**Work order**: In the listing below, the answer starts at the line that has "Target: white ceramic cup" and stops after the line that has "out the background"; please repeat that part exactly and nothing more.

Data in this exercise Start Marker

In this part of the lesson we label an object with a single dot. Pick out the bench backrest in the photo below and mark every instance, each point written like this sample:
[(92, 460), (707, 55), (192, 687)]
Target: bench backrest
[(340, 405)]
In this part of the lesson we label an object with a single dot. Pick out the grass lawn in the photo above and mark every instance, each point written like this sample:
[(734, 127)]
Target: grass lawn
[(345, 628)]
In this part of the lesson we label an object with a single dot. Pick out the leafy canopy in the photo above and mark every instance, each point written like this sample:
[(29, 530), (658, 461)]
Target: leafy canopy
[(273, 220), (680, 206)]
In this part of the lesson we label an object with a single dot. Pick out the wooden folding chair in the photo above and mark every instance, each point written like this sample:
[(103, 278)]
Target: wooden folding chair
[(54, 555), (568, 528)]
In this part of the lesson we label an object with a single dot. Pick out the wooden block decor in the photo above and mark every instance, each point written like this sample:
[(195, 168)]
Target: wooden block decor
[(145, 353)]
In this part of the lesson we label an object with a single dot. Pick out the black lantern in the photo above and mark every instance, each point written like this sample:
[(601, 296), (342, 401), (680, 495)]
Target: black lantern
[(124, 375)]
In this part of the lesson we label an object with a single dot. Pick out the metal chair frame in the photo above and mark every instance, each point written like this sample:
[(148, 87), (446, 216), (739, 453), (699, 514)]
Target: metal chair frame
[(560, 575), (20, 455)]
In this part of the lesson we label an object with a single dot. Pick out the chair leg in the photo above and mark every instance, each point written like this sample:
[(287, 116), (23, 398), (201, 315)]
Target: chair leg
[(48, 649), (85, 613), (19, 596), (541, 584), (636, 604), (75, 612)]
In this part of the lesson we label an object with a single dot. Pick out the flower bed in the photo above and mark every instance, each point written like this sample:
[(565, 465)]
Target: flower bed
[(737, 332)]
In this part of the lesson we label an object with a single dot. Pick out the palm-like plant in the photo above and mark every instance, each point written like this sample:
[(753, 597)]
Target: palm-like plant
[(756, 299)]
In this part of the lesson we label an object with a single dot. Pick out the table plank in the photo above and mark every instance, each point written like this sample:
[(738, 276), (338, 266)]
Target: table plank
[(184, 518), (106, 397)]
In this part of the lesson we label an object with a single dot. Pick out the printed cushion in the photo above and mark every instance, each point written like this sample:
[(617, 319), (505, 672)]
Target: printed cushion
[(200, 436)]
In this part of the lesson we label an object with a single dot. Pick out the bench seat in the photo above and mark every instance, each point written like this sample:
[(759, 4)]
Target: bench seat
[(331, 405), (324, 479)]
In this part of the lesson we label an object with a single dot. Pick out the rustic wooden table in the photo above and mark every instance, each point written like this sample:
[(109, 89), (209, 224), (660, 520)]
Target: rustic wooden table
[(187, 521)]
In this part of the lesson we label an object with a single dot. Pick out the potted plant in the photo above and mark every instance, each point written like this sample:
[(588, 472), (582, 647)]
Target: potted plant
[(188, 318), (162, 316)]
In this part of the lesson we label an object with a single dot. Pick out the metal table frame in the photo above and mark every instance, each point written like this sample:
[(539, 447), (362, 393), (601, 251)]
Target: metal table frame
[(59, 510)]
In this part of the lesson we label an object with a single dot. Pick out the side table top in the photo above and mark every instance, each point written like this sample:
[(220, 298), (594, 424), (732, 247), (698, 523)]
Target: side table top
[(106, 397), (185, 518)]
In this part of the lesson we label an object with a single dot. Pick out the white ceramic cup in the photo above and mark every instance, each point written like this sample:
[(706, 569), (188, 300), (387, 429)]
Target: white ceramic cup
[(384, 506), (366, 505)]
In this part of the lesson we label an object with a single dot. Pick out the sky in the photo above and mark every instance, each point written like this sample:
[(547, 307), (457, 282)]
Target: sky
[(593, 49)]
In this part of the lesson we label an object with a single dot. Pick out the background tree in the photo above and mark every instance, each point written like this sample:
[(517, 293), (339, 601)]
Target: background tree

Data in this exercise End Marker

**Output below**:
Target: white ceramic cup
[(384, 506), (366, 505)]
In this part of the lesson we label an object with a single dot. Pick out the sky in the photo above and mark every instance, each point written like this sample:
[(547, 307), (457, 282)]
Target: sky
[(593, 49)]
In this part of the lesson we label an object with a single dot. Pick out the background tree in the photo above and mark every instance, each point written like this sample:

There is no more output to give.